• **Source extract**
Site Reliability Engineer (Mid/Senior)

Razer

Job Summary

Razer is seeking a Site Reliability Engineer (SRE) to join their AI Software team. This role focuses on ensuring the reliability, performance, scalability, and operational excellence of AI products, model-serving infrastructure, and backend API systems. The SRE will collaborate with software and AI teams to automate operations, enhance observability, and streamline deployments in a cloud-scale environment, building resilient systems and supporting AI workloads in production. Razer offers a global mission to revolutionize gaming and a unique, gamer-centric work experience for accelerated personal and professional growth.

Must Have

  • 4+ years of experience in SRE, DevOps, infrastructure engineering, or cloud operations
  • Experience operating production services with significant availability or scaling demands
  • Strong knowledge of Web Technologies such as HTTP, REST, SSL, Load Balancers, Web Proxies (NGINX)
  • Comfortable with Linux and Docker administration
  • Basic knowledge in AWS, CI/CD (Jenkins), IaC (Terraform), Container Orchestration (AWS ECS or K8s), Version Control (Git), Database (mySQL, noSQL)
  • Strong ability to code and script (preferably Bash scripting and Python)
  • Ability to use or quickly pick up a wide variety of open source technologies and automation tools
  • Understanding of GPU-based workloads and resource scheduling
  • Familiarity with vector databases, embeddings, and inference pipeline
  • Comfort with frequent, incremental code testing and deployment
  • Good analytical skills to debug deployment problems without developer help
  • Deep hands-on technical expertise and problem-solving skills
  • Ability to work in a collaborative, technically challenging environment with rapidly changing requirements
  • Bachelor’s or Master’s degree in computer science, AI or similar discipline

Perks & Benefits

  • Opportunity to make a global impact
  • Work across a global team located across 5 continents
  • Unique, gamer-centric #LifeAtRazer experience
  • Accelerated personal and professional growth
  • Certified as a Great Place to Work® in United States and Singapore

Job Description

Job Responsibilities :

We are looking for Site Reliability Engineers (SRE) to join our AI Software team. In this role, you will ensure the reliability, performance, scalability, and operational excellence of AI products, model-serving infrastructure, and backend API systems. You’ll work closely with software engineers, AI teams and release teams to automate operations, enhance observability, and streamline deployments in a cloud-scale environment. This role is ideal for someone who enjoys building resilient systems, solving complex infrastructure problems, and supporting AI workloads in production.

• **Problems to solve**
1) According to the job posting, across how many continents is Razer's global team located?
2) Convert the stretch of the records from their start through the line containing "71 117 L 72" into a Markdown table with the columns Row and Line, omitting blank lines.
The records that follow are unrelated to the job posting.

• **Records for processing**
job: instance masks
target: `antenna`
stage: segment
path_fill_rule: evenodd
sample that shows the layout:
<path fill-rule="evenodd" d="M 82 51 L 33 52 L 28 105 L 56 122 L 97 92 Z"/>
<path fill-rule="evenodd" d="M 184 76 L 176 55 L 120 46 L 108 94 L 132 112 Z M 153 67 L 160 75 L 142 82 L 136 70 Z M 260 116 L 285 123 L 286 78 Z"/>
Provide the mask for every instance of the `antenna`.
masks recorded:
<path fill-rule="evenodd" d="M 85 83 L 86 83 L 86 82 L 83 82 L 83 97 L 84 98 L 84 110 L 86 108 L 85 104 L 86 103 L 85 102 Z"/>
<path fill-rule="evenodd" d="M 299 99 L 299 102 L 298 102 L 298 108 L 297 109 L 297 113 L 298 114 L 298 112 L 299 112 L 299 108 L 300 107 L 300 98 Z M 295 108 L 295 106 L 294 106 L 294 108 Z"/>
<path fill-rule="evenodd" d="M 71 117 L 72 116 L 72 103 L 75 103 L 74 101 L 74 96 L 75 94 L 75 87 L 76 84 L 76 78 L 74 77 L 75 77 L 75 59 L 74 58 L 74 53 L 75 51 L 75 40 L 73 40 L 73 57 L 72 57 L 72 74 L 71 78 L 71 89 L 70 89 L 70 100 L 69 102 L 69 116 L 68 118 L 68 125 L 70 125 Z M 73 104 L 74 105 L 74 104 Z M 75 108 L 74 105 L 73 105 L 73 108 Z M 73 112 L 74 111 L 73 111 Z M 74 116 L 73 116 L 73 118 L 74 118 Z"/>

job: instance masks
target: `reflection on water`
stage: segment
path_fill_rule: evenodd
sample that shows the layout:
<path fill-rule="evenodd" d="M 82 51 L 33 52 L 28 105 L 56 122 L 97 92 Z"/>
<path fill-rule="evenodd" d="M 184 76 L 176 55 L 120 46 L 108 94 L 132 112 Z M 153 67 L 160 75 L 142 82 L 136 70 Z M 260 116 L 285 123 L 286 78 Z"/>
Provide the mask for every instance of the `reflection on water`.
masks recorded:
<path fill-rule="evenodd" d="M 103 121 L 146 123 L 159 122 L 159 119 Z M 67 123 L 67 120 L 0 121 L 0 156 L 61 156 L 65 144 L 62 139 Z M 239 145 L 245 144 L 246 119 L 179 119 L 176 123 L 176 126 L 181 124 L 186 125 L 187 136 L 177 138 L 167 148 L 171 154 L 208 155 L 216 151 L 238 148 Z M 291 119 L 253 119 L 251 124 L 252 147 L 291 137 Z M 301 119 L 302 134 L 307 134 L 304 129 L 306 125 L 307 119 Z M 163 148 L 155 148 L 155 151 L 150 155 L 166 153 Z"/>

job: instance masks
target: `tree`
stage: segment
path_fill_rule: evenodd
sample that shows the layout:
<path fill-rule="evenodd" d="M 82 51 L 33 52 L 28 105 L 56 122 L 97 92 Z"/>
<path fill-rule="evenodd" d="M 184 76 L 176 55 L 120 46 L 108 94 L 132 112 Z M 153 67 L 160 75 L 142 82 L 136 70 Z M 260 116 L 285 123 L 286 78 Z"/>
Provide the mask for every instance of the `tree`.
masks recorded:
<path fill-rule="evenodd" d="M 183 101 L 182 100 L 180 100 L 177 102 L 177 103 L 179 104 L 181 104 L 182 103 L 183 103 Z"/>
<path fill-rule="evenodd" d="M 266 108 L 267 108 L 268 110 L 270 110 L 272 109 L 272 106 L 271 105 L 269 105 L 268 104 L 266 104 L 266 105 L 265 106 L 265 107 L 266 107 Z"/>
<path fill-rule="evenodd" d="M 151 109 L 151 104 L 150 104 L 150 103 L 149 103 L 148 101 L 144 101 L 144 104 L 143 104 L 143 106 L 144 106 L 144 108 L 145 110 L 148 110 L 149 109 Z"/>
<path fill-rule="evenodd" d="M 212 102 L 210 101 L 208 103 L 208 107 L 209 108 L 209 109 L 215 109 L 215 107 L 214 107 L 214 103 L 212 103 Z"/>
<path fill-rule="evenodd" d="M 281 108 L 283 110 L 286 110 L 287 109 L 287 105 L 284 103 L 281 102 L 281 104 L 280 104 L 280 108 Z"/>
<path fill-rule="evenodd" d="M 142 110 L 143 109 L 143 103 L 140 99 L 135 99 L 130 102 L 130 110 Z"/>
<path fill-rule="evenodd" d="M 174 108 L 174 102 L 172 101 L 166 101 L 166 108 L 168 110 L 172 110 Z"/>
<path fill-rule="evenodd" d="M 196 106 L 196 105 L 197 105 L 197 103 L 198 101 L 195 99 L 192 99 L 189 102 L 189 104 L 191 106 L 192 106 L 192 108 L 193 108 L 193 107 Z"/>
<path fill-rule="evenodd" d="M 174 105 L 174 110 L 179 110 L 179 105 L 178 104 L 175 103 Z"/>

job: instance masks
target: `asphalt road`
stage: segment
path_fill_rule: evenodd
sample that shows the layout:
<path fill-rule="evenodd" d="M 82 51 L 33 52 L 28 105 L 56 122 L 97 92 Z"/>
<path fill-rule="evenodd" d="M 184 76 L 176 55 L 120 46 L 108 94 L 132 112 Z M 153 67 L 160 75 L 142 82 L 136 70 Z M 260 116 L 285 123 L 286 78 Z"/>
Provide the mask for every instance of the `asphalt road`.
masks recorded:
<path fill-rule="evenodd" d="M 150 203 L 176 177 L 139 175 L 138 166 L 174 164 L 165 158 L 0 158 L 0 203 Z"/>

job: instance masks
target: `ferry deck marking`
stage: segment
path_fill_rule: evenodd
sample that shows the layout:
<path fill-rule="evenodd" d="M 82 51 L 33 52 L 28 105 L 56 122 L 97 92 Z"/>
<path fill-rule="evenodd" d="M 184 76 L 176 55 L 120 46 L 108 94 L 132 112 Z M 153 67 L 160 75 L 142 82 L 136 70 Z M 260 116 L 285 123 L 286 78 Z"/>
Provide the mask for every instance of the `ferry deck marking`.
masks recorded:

• **Results in order**
1) Five continents.

2)
| Row | Line |
|---|---|
| 1 | job: instance masks |
| 2 | target: `antenna` |
| 3 | stage: segment |
| 4 | path_fill_rule: evenodd |
| 5 | sample that shows the layout: |
| 6 | <path fill-rule="evenodd" d="M 82 51 L 33 52 L 28 105 L 56 122 L 97 92 Z"/> |
| 7 | <path fill-rule="evenodd" d="M 184 76 L 176 55 L 120 46 L 108 94 L 132 112 Z M 153 67 L 160 75 L 142 82 L 136 70 Z M 260 116 L 285 123 L 286 78 Z"/> |
| 8 | Provide the mask for every instance of the `antenna`. |
| 9 | masks recorded: |
| 10 | <path fill-rule="evenodd" d="M 85 83 L 86 83 L 86 82 L 83 82 L 83 97 L 84 98 L 84 110 L 86 108 L 85 104 L 86 103 L 85 102 Z"/> |
| 11 | <path fill-rule="evenodd" d="M 299 99 L 299 102 L 298 102 L 298 108 L 297 109 L 297 113 L 298 114 L 298 112 L 299 112 L 299 108 L 300 107 L 300 98 Z M 295 108 L 295 106 L 294 106 L 294 108 Z"/> |
| 12 | <path fill-rule="evenodd" d="M 71 117 L 72 116 L 72 103 L 75 103 L 74 101 L 74 96 L 75 94 L 75 87 L 76 84 L 76 78 L 74 77 L 75 77 L 75 59 L 74 58 L 74 53 L 75 51 L 75 40 L 73 40 L 73 57 L 72 57 L 72 74 L 71 78 L 71 89 L 70 89 L 70 100 L 69 102 L 69 116 L 68 118 L 68 125 L 70 125 Z M 73 104 L 74 105 L 74 104 Z M 75 108 L 74 105 L 73 105 L 73 108 Z M 73 112 L 74 111 L 73 111 Z M 74 116 L 73 116 L 73 118 L 74 118 Z"/> |